• **PROVIDED TEXT**:
Much of the action takes place on the back of the device. Near the top, you'll find the 41MP camera, with its dual Xenon and LED flash. The camera portion is black, which is a nice contrast to the yellow body in the review unit. You'll find Nokia's logo there again, as well as informative text, like the PureView label. The camera does force a hump in the back case, which means the Lumia 1020 won't sit flat on a table, or anything else you put it on. It is still comfortable in the pocket, at least, which is due largely to the fact it's so lightweight.
In the end, it came down to the little things that made up the whole picture for the Lumia 1020. It's more streamlined, without curves or any wasted space due to them. The Lumia 1020 makes the Lumia 920 feel bulbous. Nokia's "camera phone" feels great in the hand, which makes it fun to use on a daily basis.
The Lumia 1020 is running the latest version of Windows Phone to be publicly released, which means it's running GDR2. Additionally, it's running Nokia's Amber update, which is where the real new features come for those who want to get their hands on Nokia-exclusive options. That means you'll be able to take "better" pictures thanks to Nokia's Smart Camera app, as well as adjustments to the camera software within Windows Phone 8-based Lumia devices.
It goes hand-in-hand with the LUmia 1020, as you might expect.
There are other software features added to the mix, too. You'll get Nokia's Glance Screen, which gives you the ability to check the time at any point, without having to touch the power button. It will also show you your battery life (when it's about to die, or charging), as well as tell you if you're on silent mode. (I'm going to touch on Glance Screen a bit later.)
The Lumia 1020 is a Windows Phone-based device, which means it's going to act much like any other Windows Phone-based device. That isn't a bad thing. Windows Phone is one of the most stable mobile operating systems out there, and it's no different on the Lumia 1020. Despite the fact many people may see the Qualcomm Snapdragon dual-core processor, clocked at 1.5GHz a drawback, it's really not. Apps open quickly and smoothly, and there is no stuttering scrolling down the Start Screen or switching to the apps list.
You'll be able to resize your Live Tiles in three different ways: small, medium and large. You can rearrange them to your heart's content, until you find the best way that you want to get your information flashed at you. And, just like any other Windows Phone, you'll get a lot of color over a black or white background (there are still no options for wallpapers).
I didn't notice any performance stuttering or lag at all through my time with the Lumia 1020, and that's obviously one of the strengths of Microsoft's mobile OS. Even launching several apps, like Facebook, Twitter or Foursquare didn't cause any lag when switching between them, or away from them and back to the Start Screen.
I run into some overall troubles with the Glance Screen though, but not from a technical standpoint. Essentially, Glance Screen works exactly like it should: it activates when your phone goes into standby mode, and it offers up the time in an easy-to-see format. It even jumps around the screen at regular intervals -- you know, like an old-school screen saver.
You can change the way that you activate Glance Screen, too. You can have it turned off, set to "peek," or "interval," or "always on" if you prefer. If you want to go with peek, then you'll have to wave your hand over the display to check the time. If you set it to interval, it will come on at a pre-determined time, show you the time, and then disappear. Rinse and repeat.

Boundary annotation records
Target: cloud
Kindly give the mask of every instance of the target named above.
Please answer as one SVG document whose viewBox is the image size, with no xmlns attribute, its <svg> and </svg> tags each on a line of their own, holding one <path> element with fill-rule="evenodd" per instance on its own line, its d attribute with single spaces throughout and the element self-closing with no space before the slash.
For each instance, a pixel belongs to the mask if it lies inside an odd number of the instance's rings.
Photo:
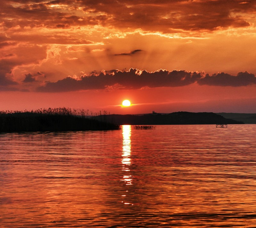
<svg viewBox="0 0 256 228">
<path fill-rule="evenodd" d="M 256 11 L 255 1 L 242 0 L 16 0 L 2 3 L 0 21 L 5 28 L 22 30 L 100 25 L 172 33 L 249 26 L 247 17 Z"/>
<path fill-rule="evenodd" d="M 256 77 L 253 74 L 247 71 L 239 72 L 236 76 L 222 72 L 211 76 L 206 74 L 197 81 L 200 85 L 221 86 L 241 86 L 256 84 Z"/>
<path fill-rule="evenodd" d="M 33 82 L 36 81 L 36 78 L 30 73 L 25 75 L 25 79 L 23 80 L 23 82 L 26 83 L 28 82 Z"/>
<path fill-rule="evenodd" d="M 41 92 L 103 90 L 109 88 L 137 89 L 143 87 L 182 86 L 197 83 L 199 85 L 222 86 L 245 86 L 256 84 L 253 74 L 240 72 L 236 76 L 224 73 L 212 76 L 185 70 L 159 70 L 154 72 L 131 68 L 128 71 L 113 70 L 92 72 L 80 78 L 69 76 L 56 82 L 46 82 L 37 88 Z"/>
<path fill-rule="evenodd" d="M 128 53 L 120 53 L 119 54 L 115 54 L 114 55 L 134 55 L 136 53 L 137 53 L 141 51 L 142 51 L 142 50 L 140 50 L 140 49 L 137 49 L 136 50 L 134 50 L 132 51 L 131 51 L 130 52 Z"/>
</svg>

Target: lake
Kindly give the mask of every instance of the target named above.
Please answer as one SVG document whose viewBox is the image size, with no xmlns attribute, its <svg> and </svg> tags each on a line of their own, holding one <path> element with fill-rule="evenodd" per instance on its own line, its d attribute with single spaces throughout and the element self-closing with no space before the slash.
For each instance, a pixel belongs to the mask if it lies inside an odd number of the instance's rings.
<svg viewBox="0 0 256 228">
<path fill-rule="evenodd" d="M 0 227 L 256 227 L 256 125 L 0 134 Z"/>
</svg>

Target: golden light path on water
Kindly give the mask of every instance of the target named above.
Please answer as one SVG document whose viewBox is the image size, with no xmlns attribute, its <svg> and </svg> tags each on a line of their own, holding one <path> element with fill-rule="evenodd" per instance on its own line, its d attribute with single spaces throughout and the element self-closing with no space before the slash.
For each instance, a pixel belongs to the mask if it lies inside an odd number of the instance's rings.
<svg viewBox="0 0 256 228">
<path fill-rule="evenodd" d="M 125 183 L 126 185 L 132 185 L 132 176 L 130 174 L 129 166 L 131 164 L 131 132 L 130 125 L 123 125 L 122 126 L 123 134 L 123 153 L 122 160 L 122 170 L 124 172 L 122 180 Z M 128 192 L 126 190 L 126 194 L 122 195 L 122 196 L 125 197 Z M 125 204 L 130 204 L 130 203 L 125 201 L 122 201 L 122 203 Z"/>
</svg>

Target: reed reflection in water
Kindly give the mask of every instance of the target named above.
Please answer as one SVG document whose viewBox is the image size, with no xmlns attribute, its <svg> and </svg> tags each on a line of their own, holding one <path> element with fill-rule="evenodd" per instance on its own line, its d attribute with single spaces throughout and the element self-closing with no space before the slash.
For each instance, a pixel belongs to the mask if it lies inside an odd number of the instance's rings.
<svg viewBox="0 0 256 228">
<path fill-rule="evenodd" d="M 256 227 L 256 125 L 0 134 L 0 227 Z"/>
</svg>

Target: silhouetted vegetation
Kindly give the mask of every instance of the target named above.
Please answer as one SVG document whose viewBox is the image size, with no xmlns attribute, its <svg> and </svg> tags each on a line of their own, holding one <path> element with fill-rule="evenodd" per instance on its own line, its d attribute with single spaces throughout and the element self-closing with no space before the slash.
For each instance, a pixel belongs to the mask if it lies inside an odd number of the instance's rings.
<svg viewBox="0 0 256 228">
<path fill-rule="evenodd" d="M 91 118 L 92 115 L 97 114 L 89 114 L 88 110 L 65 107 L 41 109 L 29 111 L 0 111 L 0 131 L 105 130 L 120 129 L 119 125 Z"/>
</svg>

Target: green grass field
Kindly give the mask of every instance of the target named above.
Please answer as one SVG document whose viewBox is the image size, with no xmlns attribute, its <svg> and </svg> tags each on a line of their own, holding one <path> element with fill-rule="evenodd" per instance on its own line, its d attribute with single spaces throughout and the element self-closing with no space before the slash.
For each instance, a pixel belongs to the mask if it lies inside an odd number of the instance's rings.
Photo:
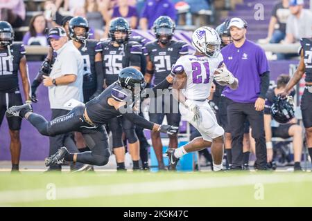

• **WHAT YOU NEED TO DO**:
- a) According to the Lumia 1020 review, what processor does the phone use?
- b) Copy the stretch of the listing from the line containing "Target: green grass field" through the end of the listing, leaving out the pictures.
The Lumia 1020 review and the listing are unrelated.

• **RESPONSES FOR EACH TASK**:
- a) A Qualcomm Snapdragon dual-core processor clocked at 1.5GHz.

- b)
Target: green grass field
Kindly give the mask of every instance of the target named above.
Please answer as one SVG document whose viewBox is the image size, with no xmlns attribute, its <svg> and </svg> tags each on a line of their own, holding one <path> element with fill-rule="evenodd" per instance on its own line, its d attribute with single spaces throughout and the element self-closing with no space before the slash.
For each instance, a pixel belongs to the mask if it lies inside an odd number of the instance's rings.
Photo:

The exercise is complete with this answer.